» Texte source
>>>

L’organisation juridictionnelle de la Jordanie
Le droit jordanien est issu de l’apport de différentes cultures judiciaires, soit des traditions civilistes et continentales. Inspiré par le droit ottoman, le droit égyptien et le droit islamique c’est toutefois la tradition romano-germanique qui prédomine au sein de ce système judiciaire mixte notamment du fait de l’apport du droit français.
Monarchie constitutionnelle, la Jordanie s’est dotée d’une Constitution le 1er janvier 1952. Celle-ci a été modifiée à trois reprises (et pour la dernière fois en janvier 1984). Elle énonce l’indépendance du pouvoir judiciaire, et son article 97 dispose que les juges ne sont « assujettis à aucune autorité hors celle de la loi ». Le roi les nomme et les révoque sous la surveillance du Conseil supérieur de la justice.
L’article 99 du texte constitutionnel présente trois juridictions : les cours civiles, religieuses et spéciales.
La justice tribale, interdite en 1972, joue encore un rôle important dans la résolution des conflits, elle est le plus souvent dispensée par des notables locaux qui soustraient parfois au pouvoir judiciaire des délits mineurs.
Les juridictions civiles :
Les juridictions civiles sont amenées à connaître les affaires civiles, criminelles et administratives. Elles sont constituées par une Cour Suprême ou Haute Cour de Justice, la Cour d’Appel, les tribunaux d’instance et les tribunaux de première instance.
La Cour Suprême ou Haute Cour de Justice :
La Cour suprême en tant que cour de cassation est la juridiction suprême de l’ordre judiciaire. Elle devient Haute Cour de Justice lorsqu’elle statue sur des recours contre des décisions administratives. Il existe ainsi un ordre judiciaire et un ordre juridictionnel administratif. Dans un rôle de tribunal des conflits, la Cour détermine quelle juridiction est compétente pour statuer en cas de conflit de compétences entre les deux ordres juridictionnels.
Au sommet de l’ordre judiciaire, la Cour de cassation connaît les appels des délits dans les affaires criminelles et tout jugement excédant 500 dinars jordaniens dans les affaires civiles. D’autres affaires peuvent également être acceptées en appel par un congé spécial accordé par le Président de la Cour.
Au sein de l’ordre juridictionnel administratif la Cour examine également les requêtes en habeas corpus (contre les détentions arbitraires) en tant que Haute Cour de Justice.
Cette juridiction suprême est composée de 15 juges au maximum, chaque affaire étant traitée par cinq juges.
La Cour d’Appel :
La Cour d’Appel constitue une juridiction de second degré qui traite tous les cas de recours des jugements des Tribunaux de Première Instance et des tribunaux d’instance. Elle peut réexaminer les faits.

<<<

» Consigne
Poursuivez le texte sur l’organisation juridictionnelle de la Jordanie en reprenant immédiatement après sa dernière phrase.

» Données extraites
>>>

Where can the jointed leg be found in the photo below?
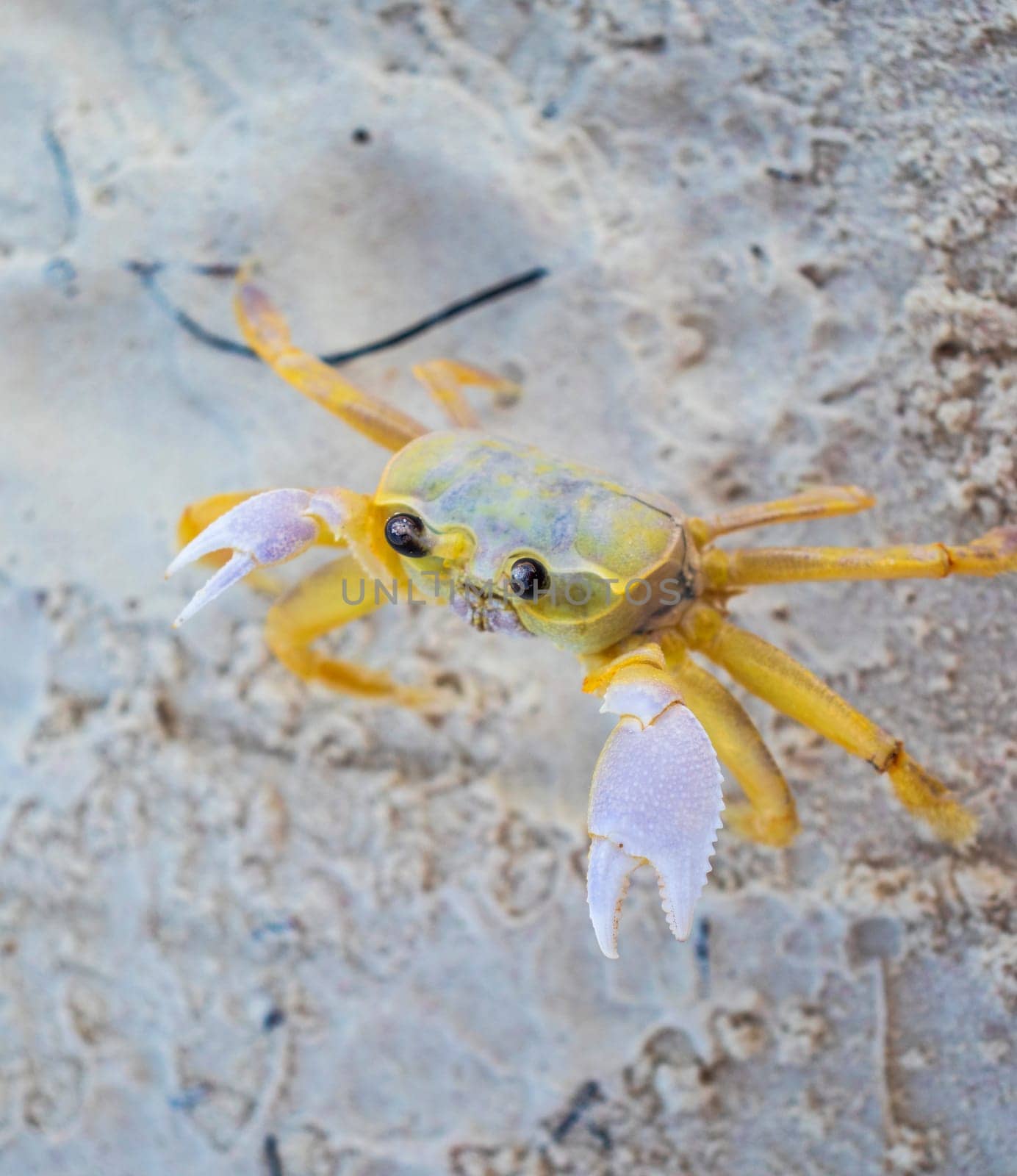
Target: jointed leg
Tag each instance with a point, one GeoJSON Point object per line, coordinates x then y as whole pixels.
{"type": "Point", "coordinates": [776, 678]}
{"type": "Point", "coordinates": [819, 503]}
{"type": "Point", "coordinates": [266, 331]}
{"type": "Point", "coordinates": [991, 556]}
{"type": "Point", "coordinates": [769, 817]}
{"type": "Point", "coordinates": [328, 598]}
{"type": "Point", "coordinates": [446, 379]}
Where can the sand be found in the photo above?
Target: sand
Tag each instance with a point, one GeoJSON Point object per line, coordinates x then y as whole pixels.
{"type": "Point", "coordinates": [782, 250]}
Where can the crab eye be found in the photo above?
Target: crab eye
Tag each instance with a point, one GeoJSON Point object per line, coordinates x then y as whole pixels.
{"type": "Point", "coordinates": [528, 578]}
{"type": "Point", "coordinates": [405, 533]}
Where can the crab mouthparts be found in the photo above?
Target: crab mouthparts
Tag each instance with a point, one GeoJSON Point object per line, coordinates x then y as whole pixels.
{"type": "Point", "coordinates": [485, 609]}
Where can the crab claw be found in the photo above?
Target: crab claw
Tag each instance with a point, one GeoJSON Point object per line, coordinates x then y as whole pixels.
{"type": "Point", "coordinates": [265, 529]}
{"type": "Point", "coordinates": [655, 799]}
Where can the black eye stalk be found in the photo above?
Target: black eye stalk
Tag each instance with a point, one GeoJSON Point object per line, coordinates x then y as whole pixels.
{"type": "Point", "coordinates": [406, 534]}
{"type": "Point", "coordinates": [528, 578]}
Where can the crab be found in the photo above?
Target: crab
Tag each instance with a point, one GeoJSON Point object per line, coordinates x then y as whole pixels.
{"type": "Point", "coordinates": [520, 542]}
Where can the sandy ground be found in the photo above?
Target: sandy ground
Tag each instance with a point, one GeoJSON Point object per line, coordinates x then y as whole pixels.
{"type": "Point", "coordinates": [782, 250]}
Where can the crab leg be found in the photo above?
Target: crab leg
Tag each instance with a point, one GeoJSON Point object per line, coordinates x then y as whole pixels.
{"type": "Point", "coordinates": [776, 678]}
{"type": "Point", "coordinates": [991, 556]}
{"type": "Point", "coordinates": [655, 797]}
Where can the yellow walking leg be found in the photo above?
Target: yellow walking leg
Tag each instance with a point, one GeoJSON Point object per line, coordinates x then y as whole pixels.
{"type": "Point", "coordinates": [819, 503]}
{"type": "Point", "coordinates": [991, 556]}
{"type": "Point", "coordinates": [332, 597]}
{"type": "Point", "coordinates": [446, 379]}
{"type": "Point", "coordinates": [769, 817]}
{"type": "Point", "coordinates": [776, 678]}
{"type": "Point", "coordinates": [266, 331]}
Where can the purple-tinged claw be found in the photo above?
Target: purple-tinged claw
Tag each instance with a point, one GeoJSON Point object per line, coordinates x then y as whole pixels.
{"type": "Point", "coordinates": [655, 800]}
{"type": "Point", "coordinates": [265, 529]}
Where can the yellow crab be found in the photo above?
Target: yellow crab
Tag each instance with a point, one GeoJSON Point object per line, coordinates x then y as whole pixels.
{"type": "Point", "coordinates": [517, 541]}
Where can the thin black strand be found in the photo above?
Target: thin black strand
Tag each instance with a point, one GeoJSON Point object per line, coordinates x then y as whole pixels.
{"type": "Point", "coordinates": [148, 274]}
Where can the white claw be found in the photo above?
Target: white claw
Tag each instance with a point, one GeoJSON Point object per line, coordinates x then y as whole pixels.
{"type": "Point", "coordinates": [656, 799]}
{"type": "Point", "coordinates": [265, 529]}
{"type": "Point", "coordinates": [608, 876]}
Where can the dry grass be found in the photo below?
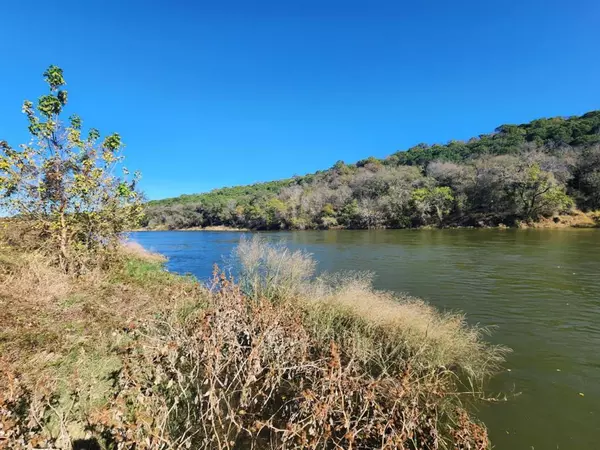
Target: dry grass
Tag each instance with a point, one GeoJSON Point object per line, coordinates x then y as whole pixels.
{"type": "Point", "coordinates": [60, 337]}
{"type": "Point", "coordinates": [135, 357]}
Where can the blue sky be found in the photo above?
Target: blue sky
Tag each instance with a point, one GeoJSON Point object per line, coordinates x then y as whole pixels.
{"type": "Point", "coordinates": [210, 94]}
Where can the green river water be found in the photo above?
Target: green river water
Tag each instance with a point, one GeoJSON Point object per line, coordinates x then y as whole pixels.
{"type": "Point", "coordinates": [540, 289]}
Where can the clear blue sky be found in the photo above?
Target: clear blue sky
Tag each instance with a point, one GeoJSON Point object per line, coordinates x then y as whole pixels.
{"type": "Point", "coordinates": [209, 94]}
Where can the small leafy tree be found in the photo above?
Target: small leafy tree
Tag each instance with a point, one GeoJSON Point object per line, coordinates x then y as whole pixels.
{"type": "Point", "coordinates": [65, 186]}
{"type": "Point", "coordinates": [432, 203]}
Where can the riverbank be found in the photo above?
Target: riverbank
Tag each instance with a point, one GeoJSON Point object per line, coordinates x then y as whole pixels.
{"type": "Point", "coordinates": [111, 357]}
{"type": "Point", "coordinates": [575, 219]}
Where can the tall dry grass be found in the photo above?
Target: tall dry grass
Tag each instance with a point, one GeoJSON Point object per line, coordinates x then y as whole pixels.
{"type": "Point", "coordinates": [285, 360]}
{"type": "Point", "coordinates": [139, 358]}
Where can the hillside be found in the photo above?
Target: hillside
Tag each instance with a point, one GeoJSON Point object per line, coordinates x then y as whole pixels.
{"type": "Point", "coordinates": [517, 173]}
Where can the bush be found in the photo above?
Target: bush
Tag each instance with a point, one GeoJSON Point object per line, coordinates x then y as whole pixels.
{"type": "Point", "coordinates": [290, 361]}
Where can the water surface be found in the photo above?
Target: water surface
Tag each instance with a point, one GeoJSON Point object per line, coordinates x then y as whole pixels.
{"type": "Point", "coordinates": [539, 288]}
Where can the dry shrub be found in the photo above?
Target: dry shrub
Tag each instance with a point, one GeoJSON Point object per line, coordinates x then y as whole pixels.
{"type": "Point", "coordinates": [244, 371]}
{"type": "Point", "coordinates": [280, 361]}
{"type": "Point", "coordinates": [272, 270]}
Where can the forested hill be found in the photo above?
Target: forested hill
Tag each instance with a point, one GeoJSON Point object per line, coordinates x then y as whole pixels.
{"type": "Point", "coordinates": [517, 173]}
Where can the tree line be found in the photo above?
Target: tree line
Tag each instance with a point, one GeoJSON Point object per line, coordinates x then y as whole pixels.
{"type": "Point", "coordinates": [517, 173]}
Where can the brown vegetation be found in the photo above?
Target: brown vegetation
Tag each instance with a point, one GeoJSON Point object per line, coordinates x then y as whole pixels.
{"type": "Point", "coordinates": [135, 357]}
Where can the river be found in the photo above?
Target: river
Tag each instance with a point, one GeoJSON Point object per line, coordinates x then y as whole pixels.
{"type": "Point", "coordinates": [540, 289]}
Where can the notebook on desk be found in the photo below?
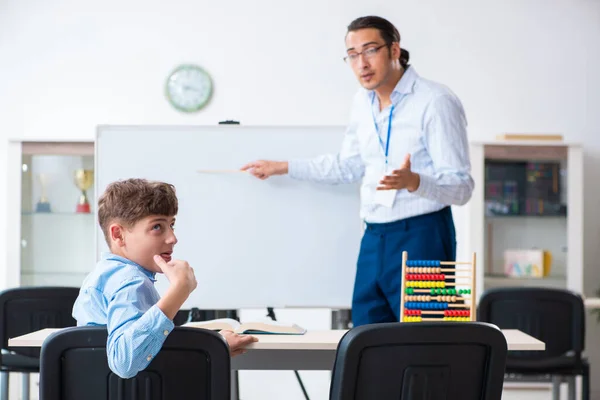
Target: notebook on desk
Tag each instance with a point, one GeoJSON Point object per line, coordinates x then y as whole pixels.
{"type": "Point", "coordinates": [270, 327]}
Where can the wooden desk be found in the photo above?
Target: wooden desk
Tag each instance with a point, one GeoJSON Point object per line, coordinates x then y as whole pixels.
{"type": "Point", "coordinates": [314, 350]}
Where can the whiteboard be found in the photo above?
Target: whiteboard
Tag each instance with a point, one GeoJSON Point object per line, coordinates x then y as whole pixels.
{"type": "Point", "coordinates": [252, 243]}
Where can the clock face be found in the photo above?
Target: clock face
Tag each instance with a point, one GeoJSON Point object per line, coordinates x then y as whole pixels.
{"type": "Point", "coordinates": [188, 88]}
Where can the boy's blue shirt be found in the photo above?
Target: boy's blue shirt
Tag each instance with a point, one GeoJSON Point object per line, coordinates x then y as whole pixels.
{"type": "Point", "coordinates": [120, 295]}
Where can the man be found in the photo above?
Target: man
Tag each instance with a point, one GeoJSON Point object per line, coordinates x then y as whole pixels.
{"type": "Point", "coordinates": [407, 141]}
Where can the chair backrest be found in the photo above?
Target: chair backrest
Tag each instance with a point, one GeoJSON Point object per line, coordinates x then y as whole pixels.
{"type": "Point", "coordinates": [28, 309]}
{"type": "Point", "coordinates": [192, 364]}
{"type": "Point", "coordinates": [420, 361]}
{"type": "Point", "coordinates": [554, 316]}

<<<

» Réponse
Un comité de trois juges examine toutes les affaires soulevées en Cour d’Appel.
Les tribunaux d’instance :
Ces tribunaux sont compétents en matière pénale pour les délits et crimes mineurs dans lesquels la sentence ne dépasse pas deux ans. Ils traitent également les actions civiles pour lesquelles le montant ne dépasse pas 750 dinars jordaniens ainsi que les cas d’expulsion et de violation de propriété.
14 magistrats exercent au sein du tribunal d’instance d’Amman. La plupart des villes jordaniennes comprennent un tribunal d’instance composé de deux ou trois magistrats. Les affaires civiles et pénales devant ces tribunaux sont entendues par un juge unique.
Les tribunaux de Première Instance :
Les tribunaux de première instance sont compétents dans le jugement d’affaires pénales qui ne relèvent pas de la juridiction des tribunaux d’instance, et qui ne sont pas spécifiquement couvertes par les tribunaux spéciaux. Ils traitent ainsi des affaires civiles et comprennent toutes les affaires dont les dommages allégués dépassent 750 dinars jordaniens. Les tribunaux de première instance traitent également les appels dans les affaires pénales lorsque la peine prononcée est évaluée à une semaine ou moins.
Deux juges statuent sur les affaires pénales et un juge sur les affaires civiles. Les branches sont à Amman et dans plusieurs autres grandes villes.
Le Tribunal criminel :
Le Tribunal criminel est une juridiction de première instance établie sur un ensemble spécifique de condamnations pénales graves (définies comme crimes dont la peine est supérieure à trois ans) qui ne sont pas traités dans les Tribunaux militaires ou les Cours de sûreté de l’Etat. Les crimes jugés dans ce tribunal comprennent les cas d’homicide et de meurtre, ainsi que de viol et autres infractions sexuelles.
Les appels des jugements de ce tribunal se font directement auprès de la Cour de Cassation.
Il n’y a qu’un seul tribunal criminel jugeant de pareils crimes. Il se situe à Amman. Trois juges statuent en formation collégiale pour chaque affaire.
Les juridictions spéciales :
Cour de Sûreté de l’Etat :
La Cour de Sûreté de l’Etat est composée de juges militaires et civils. Son champ de compétence comprend ainsi les infractions contre la sécurité externe et interne de l’Etat. En clair, les cas de sédition, d’insurrection armée, de crimes financiers, de trafics de drogues ou d’atteinte à la famille royale sont jugés à la Cour de Sûreté de l’Etat. Les conclusions de ce tribunal peuvent faire l’objet d’un appel devant la Haute Cour de Justice.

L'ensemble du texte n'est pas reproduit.